Task requirements - Copy everything from the line containing "indicate the tomato" down to the end of the records, requests included, and multiply each point coordinate in the answers by 0.3, rounding to whole numbers with halves rounded up. Keep the numbers in the requests and their format samples unchanged, and leave the pictures out.

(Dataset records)
========================================================================
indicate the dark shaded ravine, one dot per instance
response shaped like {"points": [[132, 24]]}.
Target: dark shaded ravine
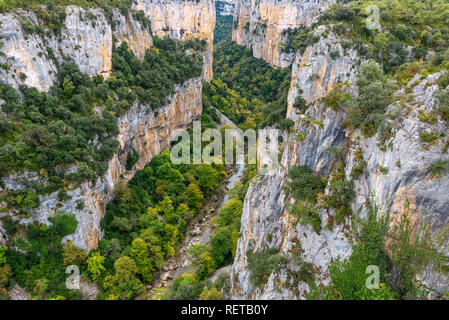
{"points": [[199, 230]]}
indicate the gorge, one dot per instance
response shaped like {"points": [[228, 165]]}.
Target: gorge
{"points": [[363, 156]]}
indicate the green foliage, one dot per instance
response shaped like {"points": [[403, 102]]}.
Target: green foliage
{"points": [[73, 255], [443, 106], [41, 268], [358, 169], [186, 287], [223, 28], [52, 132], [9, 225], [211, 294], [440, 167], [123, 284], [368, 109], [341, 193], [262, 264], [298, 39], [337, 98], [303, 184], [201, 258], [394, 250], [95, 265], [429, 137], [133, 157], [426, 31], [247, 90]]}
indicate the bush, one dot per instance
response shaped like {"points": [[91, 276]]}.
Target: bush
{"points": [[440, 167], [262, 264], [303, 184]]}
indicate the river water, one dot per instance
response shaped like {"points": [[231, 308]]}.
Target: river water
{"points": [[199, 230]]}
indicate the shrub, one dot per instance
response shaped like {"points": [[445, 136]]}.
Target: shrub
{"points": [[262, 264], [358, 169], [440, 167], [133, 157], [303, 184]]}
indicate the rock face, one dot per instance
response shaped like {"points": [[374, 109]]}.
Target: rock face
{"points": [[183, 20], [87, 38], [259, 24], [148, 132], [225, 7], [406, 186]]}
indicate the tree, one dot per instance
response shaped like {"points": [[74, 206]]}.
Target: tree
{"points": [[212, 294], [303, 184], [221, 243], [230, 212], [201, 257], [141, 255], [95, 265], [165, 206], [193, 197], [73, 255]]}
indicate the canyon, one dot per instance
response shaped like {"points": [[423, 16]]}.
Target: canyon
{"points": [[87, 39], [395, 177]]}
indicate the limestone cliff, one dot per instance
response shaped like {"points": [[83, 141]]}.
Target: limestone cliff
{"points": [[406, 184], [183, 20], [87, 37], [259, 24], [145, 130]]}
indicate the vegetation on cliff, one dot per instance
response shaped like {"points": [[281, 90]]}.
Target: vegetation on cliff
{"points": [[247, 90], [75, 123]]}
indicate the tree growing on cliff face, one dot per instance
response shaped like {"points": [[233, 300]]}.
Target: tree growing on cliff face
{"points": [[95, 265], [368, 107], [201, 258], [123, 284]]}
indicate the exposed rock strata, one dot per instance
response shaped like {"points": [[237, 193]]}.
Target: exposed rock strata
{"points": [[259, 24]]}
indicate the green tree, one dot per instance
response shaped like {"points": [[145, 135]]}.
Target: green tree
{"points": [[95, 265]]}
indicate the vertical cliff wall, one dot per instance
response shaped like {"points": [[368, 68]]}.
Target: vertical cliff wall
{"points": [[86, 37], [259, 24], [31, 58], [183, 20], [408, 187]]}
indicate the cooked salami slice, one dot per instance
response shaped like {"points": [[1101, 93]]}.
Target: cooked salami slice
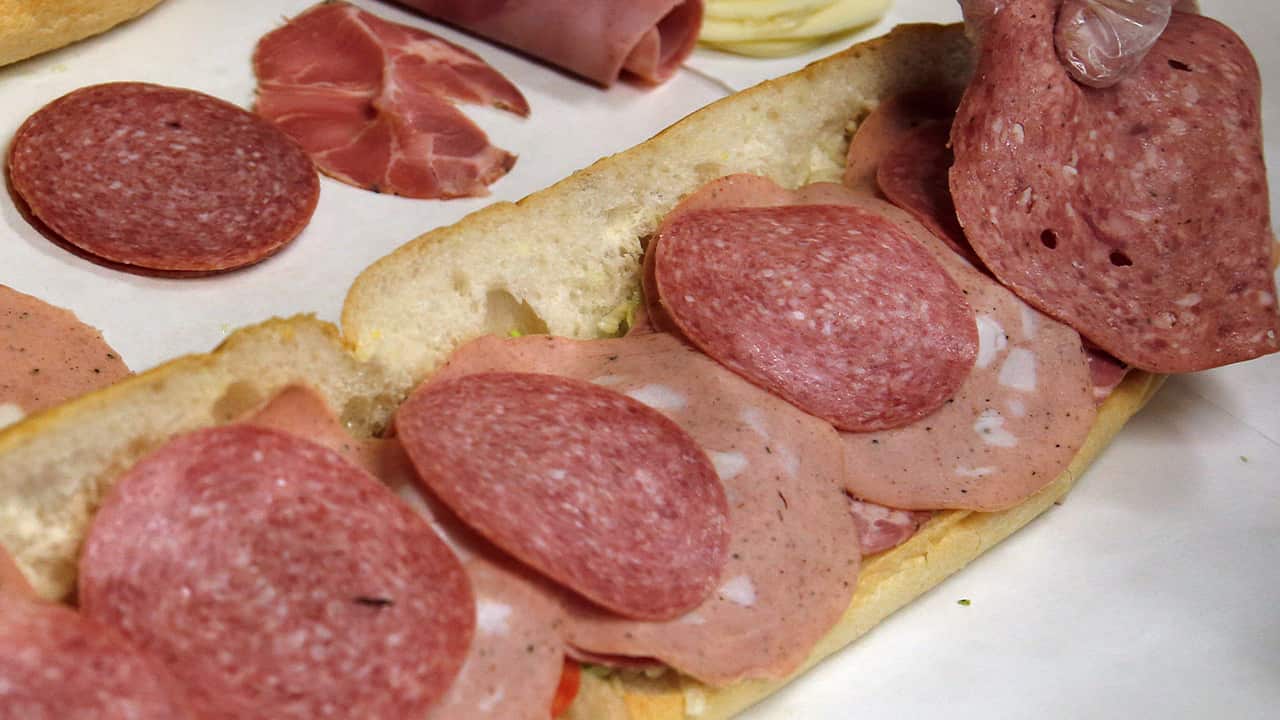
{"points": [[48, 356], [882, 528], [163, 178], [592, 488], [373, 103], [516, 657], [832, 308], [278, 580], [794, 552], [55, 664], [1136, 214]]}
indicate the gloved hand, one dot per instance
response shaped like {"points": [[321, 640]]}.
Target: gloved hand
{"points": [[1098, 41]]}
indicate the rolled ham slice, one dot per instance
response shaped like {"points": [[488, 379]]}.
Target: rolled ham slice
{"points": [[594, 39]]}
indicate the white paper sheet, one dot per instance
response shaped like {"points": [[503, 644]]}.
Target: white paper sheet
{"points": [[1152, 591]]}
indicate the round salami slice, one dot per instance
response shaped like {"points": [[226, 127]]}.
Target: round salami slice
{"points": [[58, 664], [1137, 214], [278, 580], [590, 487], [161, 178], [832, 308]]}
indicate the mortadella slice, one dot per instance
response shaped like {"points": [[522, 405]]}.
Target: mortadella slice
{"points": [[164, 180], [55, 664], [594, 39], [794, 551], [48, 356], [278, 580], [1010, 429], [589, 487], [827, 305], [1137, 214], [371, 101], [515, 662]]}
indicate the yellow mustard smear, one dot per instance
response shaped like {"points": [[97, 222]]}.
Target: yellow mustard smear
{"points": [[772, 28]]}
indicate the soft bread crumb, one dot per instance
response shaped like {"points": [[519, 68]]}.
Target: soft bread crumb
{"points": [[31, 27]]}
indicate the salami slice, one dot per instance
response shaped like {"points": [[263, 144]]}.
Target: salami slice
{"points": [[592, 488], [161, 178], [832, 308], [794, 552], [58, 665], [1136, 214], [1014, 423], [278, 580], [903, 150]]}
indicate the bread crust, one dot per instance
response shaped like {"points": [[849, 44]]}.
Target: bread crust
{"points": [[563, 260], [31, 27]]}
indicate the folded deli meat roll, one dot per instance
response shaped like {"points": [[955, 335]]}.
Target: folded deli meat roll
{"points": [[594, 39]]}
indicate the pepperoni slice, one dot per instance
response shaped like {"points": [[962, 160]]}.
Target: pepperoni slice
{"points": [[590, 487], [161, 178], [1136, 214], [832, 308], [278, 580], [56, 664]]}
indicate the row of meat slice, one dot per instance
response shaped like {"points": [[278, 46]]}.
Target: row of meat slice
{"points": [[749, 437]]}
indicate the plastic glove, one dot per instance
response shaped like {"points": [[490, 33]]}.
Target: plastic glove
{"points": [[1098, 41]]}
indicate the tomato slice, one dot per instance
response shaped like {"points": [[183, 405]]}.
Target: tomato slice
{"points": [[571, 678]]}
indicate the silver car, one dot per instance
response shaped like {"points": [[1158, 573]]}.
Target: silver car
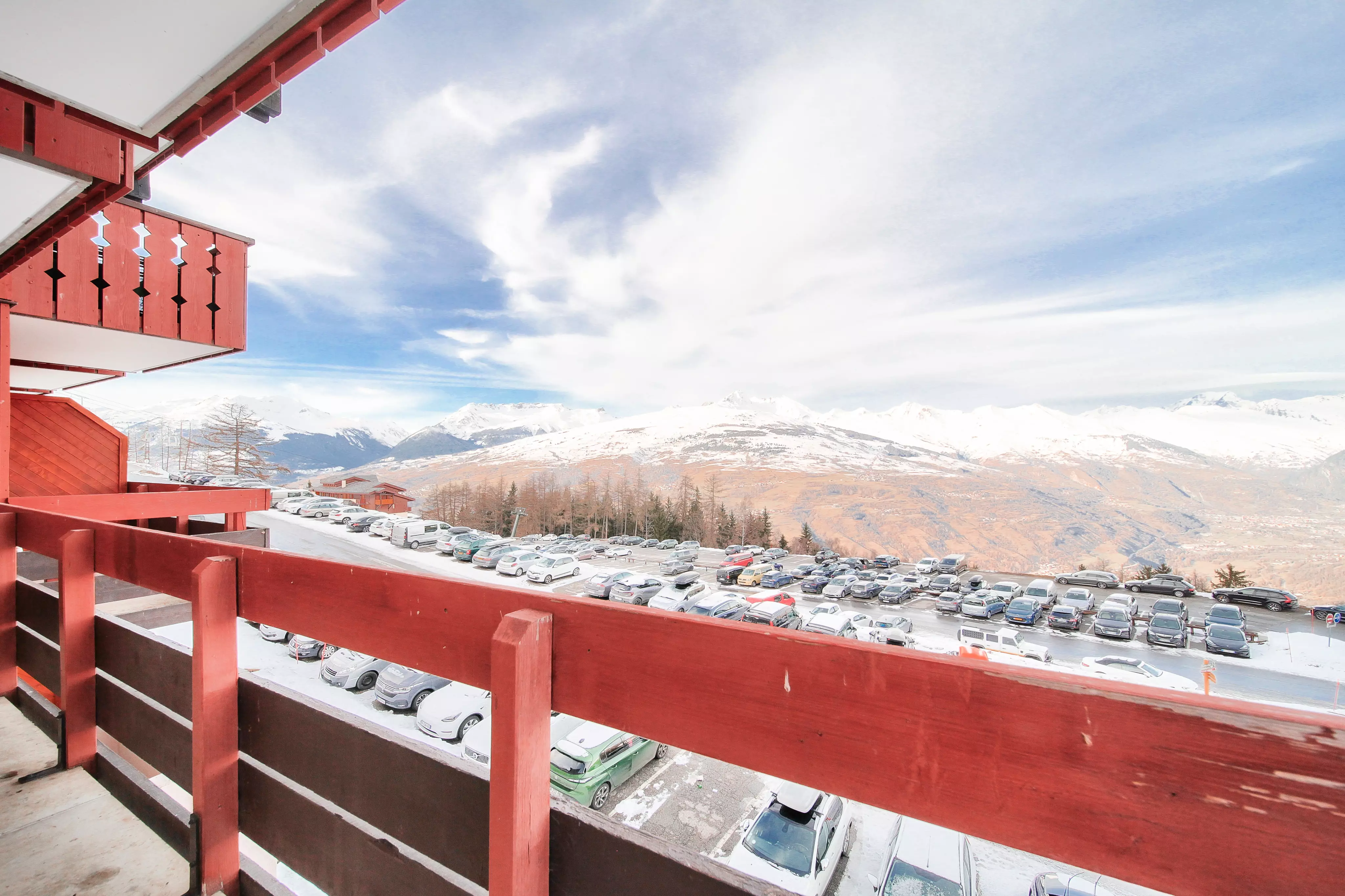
========================================================================
Expected answer -
indicate the tomato slice, one dot per instance
response shaped like {"points": [[183, 405]]}.
Target: tomato slice
{"points": [[171, 203]]}
indicate the silver car, one dot per instance
response shaped like {"points": [[1158, 573]]}.
Target: silver car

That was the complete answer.